Recast the listing below, from the line with "the mountain valley?" through the end of the listing, as a two-column CSV with the header columns input and output. Give one row per text and its answer, each in a single quoted field, with any line breaks replaced by spaces.

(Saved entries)
━━━━━━━━

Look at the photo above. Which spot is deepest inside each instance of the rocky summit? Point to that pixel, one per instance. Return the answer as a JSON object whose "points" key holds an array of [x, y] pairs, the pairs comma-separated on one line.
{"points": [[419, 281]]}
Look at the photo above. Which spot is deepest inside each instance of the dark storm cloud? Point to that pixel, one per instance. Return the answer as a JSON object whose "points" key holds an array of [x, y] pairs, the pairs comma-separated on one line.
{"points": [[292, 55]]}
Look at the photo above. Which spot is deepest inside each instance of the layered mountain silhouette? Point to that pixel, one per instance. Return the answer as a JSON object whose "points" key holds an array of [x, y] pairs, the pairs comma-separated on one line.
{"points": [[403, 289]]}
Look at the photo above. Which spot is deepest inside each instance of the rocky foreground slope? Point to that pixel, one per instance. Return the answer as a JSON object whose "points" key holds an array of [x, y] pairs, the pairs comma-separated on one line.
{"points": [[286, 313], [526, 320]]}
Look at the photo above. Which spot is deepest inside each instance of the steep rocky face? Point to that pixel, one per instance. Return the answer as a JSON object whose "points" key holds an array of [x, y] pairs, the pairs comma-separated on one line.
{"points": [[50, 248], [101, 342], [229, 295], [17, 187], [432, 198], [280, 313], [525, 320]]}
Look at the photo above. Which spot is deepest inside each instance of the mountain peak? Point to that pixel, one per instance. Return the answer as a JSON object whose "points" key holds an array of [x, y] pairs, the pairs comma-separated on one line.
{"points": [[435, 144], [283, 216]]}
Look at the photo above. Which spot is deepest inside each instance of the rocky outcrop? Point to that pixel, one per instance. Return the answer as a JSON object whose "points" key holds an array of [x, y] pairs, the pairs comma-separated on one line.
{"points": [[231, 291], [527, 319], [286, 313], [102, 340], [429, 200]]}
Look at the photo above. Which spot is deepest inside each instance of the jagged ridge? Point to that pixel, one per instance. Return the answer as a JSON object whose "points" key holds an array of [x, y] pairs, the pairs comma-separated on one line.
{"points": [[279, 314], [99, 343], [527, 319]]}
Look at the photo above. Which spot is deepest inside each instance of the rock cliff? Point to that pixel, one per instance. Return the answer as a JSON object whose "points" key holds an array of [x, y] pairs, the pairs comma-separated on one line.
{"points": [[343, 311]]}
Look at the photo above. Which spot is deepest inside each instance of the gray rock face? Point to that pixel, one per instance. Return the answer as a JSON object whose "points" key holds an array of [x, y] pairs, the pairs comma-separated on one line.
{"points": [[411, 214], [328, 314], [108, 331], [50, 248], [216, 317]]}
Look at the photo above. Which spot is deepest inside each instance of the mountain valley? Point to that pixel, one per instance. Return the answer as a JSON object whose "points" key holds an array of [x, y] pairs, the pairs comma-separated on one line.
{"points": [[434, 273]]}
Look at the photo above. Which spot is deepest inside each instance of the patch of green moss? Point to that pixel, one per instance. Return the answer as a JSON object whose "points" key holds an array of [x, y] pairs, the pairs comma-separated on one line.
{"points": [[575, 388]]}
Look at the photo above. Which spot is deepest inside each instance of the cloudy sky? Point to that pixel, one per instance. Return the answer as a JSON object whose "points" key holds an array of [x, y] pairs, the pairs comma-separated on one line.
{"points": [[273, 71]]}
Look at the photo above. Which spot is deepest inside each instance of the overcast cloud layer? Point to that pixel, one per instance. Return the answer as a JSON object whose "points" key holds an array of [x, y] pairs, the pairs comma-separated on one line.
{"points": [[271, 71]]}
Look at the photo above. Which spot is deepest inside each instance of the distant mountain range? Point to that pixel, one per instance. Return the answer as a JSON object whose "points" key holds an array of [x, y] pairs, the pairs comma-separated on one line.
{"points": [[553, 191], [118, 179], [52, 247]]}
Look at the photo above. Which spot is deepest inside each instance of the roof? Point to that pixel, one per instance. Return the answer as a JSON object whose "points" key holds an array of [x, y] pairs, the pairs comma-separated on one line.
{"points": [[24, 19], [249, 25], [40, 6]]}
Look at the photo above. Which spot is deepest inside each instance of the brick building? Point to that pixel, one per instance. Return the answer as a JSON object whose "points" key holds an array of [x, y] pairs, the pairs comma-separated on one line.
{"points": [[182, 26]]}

━━━━━━━━

_REPLY:_
input,output
"Look at the photo above. Which spot is deepest inside each instance of the mountain valley? Point to that pixel, one per instance. Return the answer as a JSON object whose ""points"" key holds an array of [x, y] pairs, the pairs comma-separated on one line.","{""points"": [[434, 273]]}"
"Look at the photo above. Which spot is deepest inside each instance of the patch of green moss? Point to that pixel, one per instance. Return the answer as a JSON object whose ""points"" key holds an array of [x, y] pairs, the pairs comma-separated on one line.","{""points"": [[575, 388]]}"
"Look at the photo above. Which spot is deepest inside each instance of the cloudy sky? Point to that pixel, one per instance. Return the answer as a JSON object whose ""points"" key holds an array of [x, y] pairs, the pairs comma-separated on one line.","{""points"": [[273, 71]]}"
"Look at the photo above. Which spot is deepest inside each instance of the overcast cloud layer? Point to that pixel, one per instance. Return the answer as a JSON object whose ""points"" key holds an array of [x, y] pairs, the pairs comma-separated on one line.","{""points"": [[271, 71]]}"
"Look at the photo above. Which spot is deepest inside each instance of the distant mountain range? Point to that pixel, one per instance. Return the answer as a JSON object whose ""points"" key holds an array of [x, y] pairs, the pairs comma-separated on one line.","{""points"": [[553, 191], [118, 179], [52, 247]]}"
"Look at the photo above. Which spot is deepest inside each instance of the roof? Point to that pixel, one per instance. Return the answer as a JSON object whose ""points"" key holds an array of [x, y] pairs, the pairs comma-separated on one line.","{""points"": [[24, 19], [249, 25], [40, 6]]}"
"Look at the photo above. Which spot is deepest inside each instance of the brick building? Point to that pixel, one per instance. Return the answer as a JSON object whose ""points"" key holds an array of [x, y] pairs, the pairs comma-separated on one line.","{""points"": [[182, 26]]}"